How many lines in the material below contain the string "table"? Case matters. Reply with the number alone.

-*-

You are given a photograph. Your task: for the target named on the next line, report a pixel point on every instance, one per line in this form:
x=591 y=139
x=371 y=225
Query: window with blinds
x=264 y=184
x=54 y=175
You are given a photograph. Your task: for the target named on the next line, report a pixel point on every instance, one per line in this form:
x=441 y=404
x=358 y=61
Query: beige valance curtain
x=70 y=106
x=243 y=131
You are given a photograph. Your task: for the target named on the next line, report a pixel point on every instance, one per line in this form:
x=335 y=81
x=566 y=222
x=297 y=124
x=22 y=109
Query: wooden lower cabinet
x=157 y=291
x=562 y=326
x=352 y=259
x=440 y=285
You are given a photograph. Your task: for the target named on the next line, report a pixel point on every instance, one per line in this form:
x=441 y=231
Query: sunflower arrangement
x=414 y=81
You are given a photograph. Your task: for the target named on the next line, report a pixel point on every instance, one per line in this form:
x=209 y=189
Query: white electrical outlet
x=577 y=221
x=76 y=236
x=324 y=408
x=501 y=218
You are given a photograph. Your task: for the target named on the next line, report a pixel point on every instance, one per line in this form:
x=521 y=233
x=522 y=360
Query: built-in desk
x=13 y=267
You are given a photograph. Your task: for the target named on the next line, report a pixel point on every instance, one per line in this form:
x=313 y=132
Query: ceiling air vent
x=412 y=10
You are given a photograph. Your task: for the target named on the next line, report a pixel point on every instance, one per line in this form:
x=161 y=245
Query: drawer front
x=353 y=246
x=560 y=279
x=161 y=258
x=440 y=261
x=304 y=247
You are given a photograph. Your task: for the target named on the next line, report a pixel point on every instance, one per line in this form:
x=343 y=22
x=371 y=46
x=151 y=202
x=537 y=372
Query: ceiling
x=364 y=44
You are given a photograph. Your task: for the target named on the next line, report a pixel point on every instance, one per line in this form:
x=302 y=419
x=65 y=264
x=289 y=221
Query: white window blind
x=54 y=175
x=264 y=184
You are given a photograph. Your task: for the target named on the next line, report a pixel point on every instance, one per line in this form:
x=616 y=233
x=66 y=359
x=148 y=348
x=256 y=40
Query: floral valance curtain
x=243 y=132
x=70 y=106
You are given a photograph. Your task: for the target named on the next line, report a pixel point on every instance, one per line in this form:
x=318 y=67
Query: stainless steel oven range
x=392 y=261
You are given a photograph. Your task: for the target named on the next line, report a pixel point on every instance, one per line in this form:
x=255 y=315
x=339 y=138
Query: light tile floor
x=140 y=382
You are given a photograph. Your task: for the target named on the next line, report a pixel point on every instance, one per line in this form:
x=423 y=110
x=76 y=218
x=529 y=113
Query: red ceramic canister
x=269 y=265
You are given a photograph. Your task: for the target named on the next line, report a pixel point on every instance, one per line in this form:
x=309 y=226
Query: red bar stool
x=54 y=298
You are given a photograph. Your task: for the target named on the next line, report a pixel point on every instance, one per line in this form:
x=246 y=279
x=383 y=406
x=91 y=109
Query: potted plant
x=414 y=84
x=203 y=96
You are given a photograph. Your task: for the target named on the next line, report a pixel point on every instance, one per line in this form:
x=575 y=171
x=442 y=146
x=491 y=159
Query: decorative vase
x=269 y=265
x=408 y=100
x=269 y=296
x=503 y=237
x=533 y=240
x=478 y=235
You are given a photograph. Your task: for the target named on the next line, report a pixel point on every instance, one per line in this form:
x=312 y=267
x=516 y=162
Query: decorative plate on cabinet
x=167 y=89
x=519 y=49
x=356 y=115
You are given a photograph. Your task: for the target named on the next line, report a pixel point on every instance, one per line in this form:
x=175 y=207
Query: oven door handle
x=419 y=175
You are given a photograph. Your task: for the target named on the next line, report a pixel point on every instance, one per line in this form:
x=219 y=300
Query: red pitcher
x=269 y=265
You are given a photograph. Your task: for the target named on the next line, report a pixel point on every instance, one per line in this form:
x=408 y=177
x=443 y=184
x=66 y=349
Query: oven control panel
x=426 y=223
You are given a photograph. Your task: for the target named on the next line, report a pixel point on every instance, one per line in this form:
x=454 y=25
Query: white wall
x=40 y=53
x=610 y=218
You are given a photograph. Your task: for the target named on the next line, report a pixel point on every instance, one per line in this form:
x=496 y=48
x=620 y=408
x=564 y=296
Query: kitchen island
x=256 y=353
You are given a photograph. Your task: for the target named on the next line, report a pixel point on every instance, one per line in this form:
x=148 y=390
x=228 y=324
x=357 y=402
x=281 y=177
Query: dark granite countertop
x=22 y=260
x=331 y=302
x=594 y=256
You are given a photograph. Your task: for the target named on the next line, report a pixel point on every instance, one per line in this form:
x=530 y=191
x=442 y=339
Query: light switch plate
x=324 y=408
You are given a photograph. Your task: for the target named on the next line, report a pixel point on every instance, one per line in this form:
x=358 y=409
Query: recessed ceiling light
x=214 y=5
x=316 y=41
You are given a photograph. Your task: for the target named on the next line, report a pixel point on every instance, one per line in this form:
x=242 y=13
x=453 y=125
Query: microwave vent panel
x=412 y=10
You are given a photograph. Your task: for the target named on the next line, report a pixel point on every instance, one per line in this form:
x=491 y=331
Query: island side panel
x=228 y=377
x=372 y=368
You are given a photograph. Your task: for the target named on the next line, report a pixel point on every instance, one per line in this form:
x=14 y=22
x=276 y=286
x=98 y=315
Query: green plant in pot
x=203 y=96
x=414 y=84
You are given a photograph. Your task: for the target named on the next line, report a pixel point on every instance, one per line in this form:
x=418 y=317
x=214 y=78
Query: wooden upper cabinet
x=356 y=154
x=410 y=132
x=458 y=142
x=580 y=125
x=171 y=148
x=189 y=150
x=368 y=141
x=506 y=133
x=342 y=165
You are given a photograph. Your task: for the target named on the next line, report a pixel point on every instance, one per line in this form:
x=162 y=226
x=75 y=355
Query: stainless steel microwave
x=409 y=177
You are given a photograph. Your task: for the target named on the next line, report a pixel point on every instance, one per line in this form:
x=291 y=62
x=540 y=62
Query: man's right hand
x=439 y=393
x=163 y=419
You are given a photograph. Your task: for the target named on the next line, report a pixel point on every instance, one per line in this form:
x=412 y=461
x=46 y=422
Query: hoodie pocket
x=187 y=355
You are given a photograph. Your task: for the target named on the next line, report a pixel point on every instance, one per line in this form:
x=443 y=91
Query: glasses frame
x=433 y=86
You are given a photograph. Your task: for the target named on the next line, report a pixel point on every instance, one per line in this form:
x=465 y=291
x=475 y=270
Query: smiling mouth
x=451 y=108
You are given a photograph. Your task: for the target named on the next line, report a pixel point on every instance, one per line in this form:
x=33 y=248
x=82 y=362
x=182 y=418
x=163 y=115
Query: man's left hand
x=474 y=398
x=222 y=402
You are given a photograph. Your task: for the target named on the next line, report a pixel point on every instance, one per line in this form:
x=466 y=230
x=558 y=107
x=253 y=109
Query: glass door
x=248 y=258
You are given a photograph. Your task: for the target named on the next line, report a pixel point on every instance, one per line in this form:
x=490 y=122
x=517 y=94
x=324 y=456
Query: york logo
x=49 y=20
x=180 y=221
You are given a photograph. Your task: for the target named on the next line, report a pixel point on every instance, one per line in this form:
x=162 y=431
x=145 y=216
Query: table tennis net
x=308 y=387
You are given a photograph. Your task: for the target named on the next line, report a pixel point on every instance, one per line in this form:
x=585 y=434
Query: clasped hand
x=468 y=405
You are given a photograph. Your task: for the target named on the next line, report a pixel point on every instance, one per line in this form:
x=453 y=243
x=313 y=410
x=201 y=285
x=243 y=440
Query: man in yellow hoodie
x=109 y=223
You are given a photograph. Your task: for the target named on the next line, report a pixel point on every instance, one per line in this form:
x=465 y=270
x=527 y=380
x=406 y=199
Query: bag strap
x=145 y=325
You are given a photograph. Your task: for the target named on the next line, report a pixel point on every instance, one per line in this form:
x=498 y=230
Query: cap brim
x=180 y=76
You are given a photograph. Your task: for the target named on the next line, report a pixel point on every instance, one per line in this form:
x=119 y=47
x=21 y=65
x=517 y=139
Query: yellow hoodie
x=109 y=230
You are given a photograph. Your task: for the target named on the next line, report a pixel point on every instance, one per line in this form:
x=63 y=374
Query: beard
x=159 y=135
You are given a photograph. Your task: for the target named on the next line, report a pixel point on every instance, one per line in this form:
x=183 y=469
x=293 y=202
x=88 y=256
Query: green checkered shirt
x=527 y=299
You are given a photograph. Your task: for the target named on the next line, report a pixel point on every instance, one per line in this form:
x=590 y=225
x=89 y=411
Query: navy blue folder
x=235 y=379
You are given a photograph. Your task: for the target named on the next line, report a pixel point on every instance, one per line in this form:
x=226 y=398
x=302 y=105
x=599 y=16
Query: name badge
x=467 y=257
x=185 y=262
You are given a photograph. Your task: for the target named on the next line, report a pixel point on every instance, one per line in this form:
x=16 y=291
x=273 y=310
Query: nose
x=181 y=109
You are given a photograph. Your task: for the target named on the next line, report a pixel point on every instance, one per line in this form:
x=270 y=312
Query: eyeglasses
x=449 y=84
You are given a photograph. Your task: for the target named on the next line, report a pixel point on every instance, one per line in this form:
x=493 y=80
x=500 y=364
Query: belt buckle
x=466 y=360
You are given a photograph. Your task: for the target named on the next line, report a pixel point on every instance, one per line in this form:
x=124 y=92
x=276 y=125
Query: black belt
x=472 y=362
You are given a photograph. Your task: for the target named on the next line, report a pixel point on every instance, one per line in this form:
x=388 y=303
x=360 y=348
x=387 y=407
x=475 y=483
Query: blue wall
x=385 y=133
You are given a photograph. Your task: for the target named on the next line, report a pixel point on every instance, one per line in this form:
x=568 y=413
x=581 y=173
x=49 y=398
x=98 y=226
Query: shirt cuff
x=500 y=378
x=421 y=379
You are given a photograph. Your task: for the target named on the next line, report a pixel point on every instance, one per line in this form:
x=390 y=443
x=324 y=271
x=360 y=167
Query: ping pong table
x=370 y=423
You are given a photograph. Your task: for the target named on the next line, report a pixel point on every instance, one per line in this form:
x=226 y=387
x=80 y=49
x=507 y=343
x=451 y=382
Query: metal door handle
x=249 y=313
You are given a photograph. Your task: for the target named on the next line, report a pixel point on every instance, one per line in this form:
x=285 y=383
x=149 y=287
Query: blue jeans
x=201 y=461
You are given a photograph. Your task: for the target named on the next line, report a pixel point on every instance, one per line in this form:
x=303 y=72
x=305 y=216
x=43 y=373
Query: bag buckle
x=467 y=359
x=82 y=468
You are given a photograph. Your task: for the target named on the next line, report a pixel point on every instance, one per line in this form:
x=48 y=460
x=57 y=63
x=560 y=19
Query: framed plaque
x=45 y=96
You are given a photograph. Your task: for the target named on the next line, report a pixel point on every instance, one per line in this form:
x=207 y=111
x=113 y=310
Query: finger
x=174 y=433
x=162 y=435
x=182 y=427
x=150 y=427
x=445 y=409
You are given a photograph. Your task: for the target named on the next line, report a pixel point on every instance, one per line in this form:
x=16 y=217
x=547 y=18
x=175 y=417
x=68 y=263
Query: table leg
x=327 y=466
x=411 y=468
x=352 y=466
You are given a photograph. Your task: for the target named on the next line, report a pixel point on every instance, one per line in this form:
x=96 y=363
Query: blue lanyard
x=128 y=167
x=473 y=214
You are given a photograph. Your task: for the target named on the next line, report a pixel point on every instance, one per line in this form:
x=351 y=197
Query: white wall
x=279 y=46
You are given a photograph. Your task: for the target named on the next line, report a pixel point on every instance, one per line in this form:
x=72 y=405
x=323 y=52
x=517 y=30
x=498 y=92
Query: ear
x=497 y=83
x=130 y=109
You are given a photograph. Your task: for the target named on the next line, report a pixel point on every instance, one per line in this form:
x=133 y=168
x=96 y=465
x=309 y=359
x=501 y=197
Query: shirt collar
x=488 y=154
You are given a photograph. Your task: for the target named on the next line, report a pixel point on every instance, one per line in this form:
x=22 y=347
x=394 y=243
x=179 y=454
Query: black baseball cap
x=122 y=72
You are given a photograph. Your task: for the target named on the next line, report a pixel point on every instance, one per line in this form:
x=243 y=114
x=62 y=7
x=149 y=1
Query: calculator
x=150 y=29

-*-

ANSWER IN FULL:
3